- Document excerpt
Sweet Nectar
A biologist, Robert Dudley, has proposed that booze helped our ancestors meet their need for food calories. Humans and their closest relatives, the African apes, share a genetic mutation that greatly improves their ability to break down ethyl alcohol.
Dudley thinks the mutation benefited the fruit-eating ancestors of apes and humans by letting them expand their diet to include fermented fruit, which is an excellent source of calorie-rich sugars and other nutrients. The smell of alcohol makes finding fermented fruit easy.
Wild Winos
Scientists, however, have had a hard time showing that apes like fermented fruit. But in 2015, an international team published the first well-documented evidence that wild chimpanzees drink alcohol.
They studied West African chimps in a region where villagers collect the sap of palm trees and let it ferment in buckets to make palm wine. The chimps made regular raids on the buckets, made sponges by crushing leaves together to take up the wine, and drank enough alcohol to make them drunk.

- Dataset excerpts
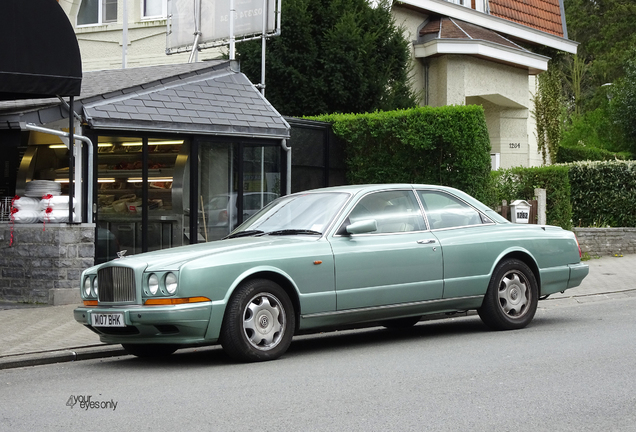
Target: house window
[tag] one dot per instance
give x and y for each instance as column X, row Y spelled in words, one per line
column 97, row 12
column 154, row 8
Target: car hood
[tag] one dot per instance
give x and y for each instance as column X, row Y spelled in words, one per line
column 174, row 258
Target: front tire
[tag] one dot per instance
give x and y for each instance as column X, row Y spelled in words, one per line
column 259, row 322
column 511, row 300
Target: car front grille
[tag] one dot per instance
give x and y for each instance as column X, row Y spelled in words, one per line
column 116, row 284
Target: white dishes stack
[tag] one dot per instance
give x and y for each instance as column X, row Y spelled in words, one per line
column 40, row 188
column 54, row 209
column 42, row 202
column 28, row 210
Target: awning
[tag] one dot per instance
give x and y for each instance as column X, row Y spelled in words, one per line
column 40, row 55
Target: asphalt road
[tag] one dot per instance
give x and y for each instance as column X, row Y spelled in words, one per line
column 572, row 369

---

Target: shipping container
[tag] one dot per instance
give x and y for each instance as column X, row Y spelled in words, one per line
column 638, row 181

...

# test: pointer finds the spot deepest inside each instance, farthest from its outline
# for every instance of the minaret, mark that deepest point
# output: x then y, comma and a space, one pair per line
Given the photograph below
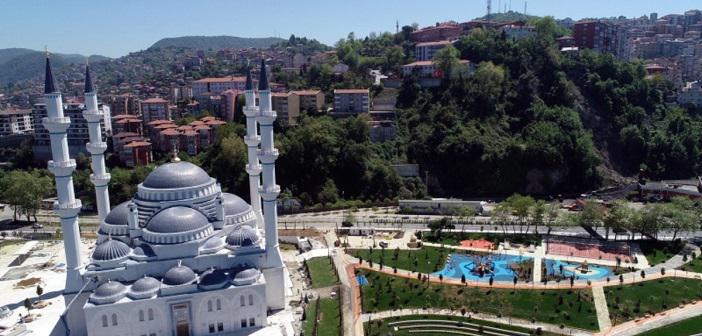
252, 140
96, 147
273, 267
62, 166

- Assigned task A
From the text on apes and alcohol, copy out the passage that opens with the words containing "Sweet Nectar" and closes with "fermented fruit easy.".
- Assigned task B
Answer these questions using the text on apes and alcohol:
(i) Which biologist proposed that alcohol helped human ancestors meet their need for food calories?
(ii) In what year was the first well-documented evidence published that wild chimpanzees drink alcohol?
(iii) What did the chimpanzees crush together to make sponges?

- Task result A
Sweet Nectar
A biologist, Robert Dudley, has proposed that booze helped our ancestors meet their need for food calories. Humans and their closest relatives, the African apes, share a genetic mutation that greatly improves their ability to break down ethyl alcohol.
Dudley thinks the mutation benefited the fruit-eating ancestors of apes and humans by letting them expand their diet to include fermented fruit, which is an excellent source of calorie-rich sugars and other nutrients. The smell of alcohol makes finding fermented fruit easy.

- Task result B
(i) Robert Dudley
(ii) 2015
(iii) Leaves